* Data under study:
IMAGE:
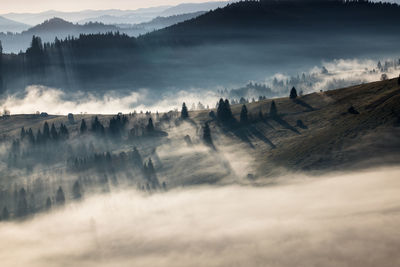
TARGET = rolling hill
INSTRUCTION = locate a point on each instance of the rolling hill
(314, 132)
(7, 25)
(225, 47)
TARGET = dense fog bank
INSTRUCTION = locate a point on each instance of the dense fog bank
(325, 76)
(341, 220)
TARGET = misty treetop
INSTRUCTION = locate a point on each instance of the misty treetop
(127, 62)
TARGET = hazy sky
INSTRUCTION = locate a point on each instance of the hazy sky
(75, 5)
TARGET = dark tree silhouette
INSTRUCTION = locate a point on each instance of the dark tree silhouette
(53, 132)
(22, 205)
(97, 127)
(273, 112)
(1, 68)
(243, 115)
(31, 137)
(64, 134)
(76, 190)
(23, 133)
(60, 198)
(207, 134)
(48, 203)
(5, 215)
(184, 112)
(83, 128)
(293, 93)
(46, 132)
(224, 112)
(150, 126)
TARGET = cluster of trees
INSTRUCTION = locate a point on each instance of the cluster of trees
(46, 135)
(1, 68)
(224, 112)
(105, 162)
(24, 202)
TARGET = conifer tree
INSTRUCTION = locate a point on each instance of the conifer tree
(150, 126)
(22, 206)
(60, 197)
(243, 115)
(293, 93)
(23, 133)
(53, 132)
(207, 134)
(48, 203)
(31, 137)
(273, 111)
(184, 112)
(76, 190)
(5, 215)
(83, 127)
(46, 132)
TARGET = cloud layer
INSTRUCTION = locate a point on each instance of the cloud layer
(342, 220)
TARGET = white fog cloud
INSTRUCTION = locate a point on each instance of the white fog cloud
(341, 220)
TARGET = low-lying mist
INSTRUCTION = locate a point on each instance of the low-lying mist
(329, 75)
(338, 220)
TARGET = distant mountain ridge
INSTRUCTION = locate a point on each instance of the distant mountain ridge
(57, 27)
(7, 25)
(115, 16)
(228, 46)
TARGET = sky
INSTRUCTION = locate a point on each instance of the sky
(20, 6)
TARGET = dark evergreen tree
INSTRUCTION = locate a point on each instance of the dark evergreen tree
(83, 128)
(22, 206)
(224, 112)
(97, 127)
(273, 112)
(150, 126)
(76, 190)
(39, 137)
(60, 198)
(243, 115)
(53, 132)
(5, 215)
(31, 137)
(64, 134)
(48, 203)
(46, 132)
(207, 134)
(293, 93)
(23, 133)
(184, 112)
(1, 68)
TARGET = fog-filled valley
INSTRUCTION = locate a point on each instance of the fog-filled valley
(240, 133)
(241, 42)
(351, 219)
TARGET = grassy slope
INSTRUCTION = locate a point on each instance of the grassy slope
(334, 139)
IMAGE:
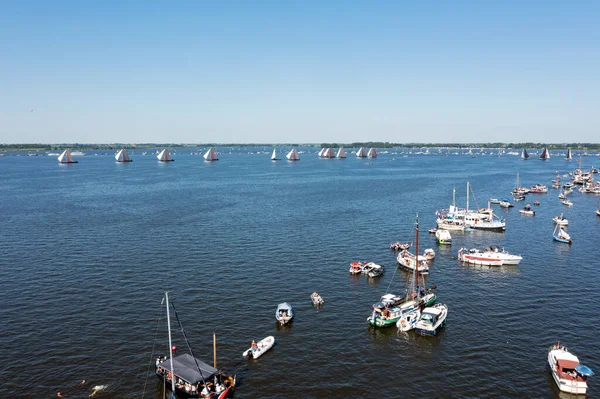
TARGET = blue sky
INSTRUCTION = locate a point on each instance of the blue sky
(299, 71)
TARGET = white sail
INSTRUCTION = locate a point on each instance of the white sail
(164, 156)
(65, 157)
(210, 155)
(293, 155)
(122, 156)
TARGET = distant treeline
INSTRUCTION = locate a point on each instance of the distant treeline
(376, 144)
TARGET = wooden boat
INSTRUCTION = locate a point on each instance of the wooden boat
(210, 155)
(293, 155)
(65, 157)
(284, 313)
(568, 373)
(164, 156)
(561, 235)
(432, 319)
(316, 299)
(189, 376)
(274, 156)
(257, 349)
(122, 156)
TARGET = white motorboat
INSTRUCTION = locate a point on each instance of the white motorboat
(284, 313)
(432, 319)
(316, 299)
(373, 269)
(257, 349)
(443, 237)
(490, 256)
(561, 220)
(568, 373)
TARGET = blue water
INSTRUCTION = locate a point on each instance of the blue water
(88, 250)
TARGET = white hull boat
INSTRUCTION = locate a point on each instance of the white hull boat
(569, 375)
(443, 237)
(261, 347)
(432, 319)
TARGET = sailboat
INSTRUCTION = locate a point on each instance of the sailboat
(545, 154)
(569, 155)
(293, 155)
(210, 155)
(164, 156)
(189, 376)
(274, 156)
(123, 156)
(561, 235)
(65, 157)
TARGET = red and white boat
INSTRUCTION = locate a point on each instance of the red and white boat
(491, 256)
(569, 375)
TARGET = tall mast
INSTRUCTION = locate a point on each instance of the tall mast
(170, 344)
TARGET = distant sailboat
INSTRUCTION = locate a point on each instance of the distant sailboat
(569, 155)
(545, 154)
(274, 156)
(210, 155)
(123, 156)
(293, 155)
(65, 157)
(164, 156)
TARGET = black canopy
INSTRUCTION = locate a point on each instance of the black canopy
(185, 368)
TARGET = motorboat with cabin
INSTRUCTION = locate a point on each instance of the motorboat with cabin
(490, 256)
(284, 313)
(570, 376)
(432, 319)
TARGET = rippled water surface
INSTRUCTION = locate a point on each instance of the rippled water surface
(89, 249)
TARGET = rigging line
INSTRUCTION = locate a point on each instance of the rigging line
(188, 343)
(152, 353)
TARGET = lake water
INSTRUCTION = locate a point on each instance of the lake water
(89, 249)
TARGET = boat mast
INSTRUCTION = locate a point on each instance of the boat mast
(170, 344)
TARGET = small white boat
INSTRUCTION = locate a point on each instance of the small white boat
(164, 156)
(122, 156)
(274, 156)
(284, 313)
(429, 254)
(432, 319)
(568, 373)
(443, 237)
(561, 220)
(65, 157)
(259, 348)
(293, 155)
(316, 299)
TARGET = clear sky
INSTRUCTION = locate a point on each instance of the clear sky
(299, 71)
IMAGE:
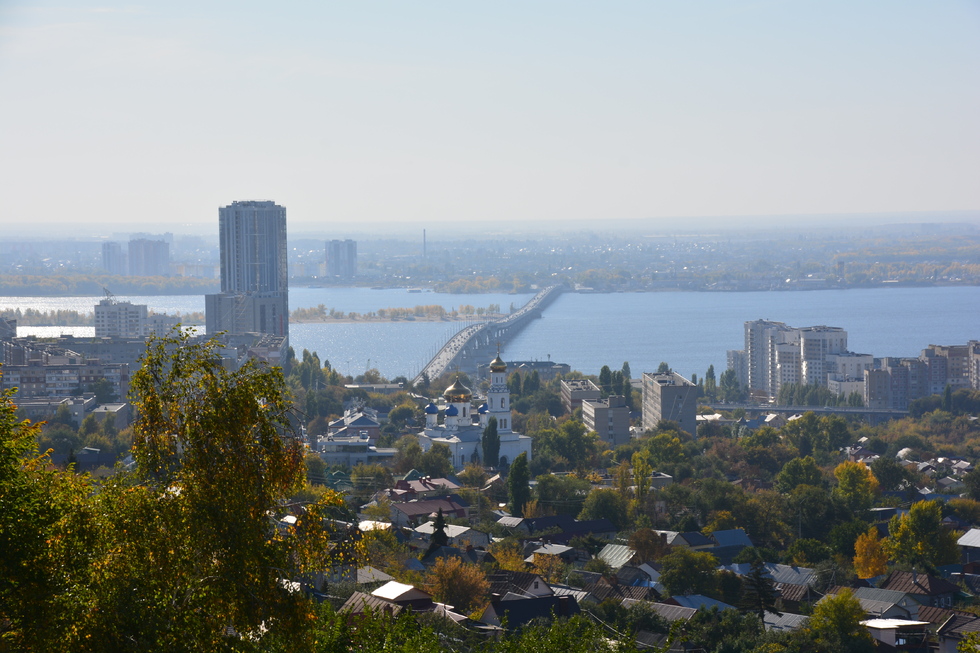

* Work request: Take the lines above from the one containing "TARGET = misty treetop" to the one containing "TARGET = conifer tree" and retype them exactly, both ends included, with nothing added.

* Response:
TARGET = misty treetop
INSTRUCTION = locate a point on each instance of the misty treetop
(127, 62)
TARGET = hazy sky
INSTRUCTION = locate a point on each instance of the hazy sky
(75, 5)
TARGET = dark tree silhouette
INSTRUCTION = locate a point on each instance of the dark tree silhouette
(53, 132)
(22, 205)
(97, 127)
(273, 112)
(1, 68)
(243, 115)
(31, 137)
(64, 134)
(76, 190)
(23, 133)
(60, 198)
(207, 134)
(48, 203)
(5, 215)
(184, 112)
(83, 128)
(293, 93)
(46, 132)
(224, 112)
(150, 126)
TARGET = cluster of trees
INSTRUCTION = locate a point on each instance of the cluster of trees
(46, 135)
(1, 68)
(224, 112)
(105, 162)
(24, 202)
TARGET = conifer tree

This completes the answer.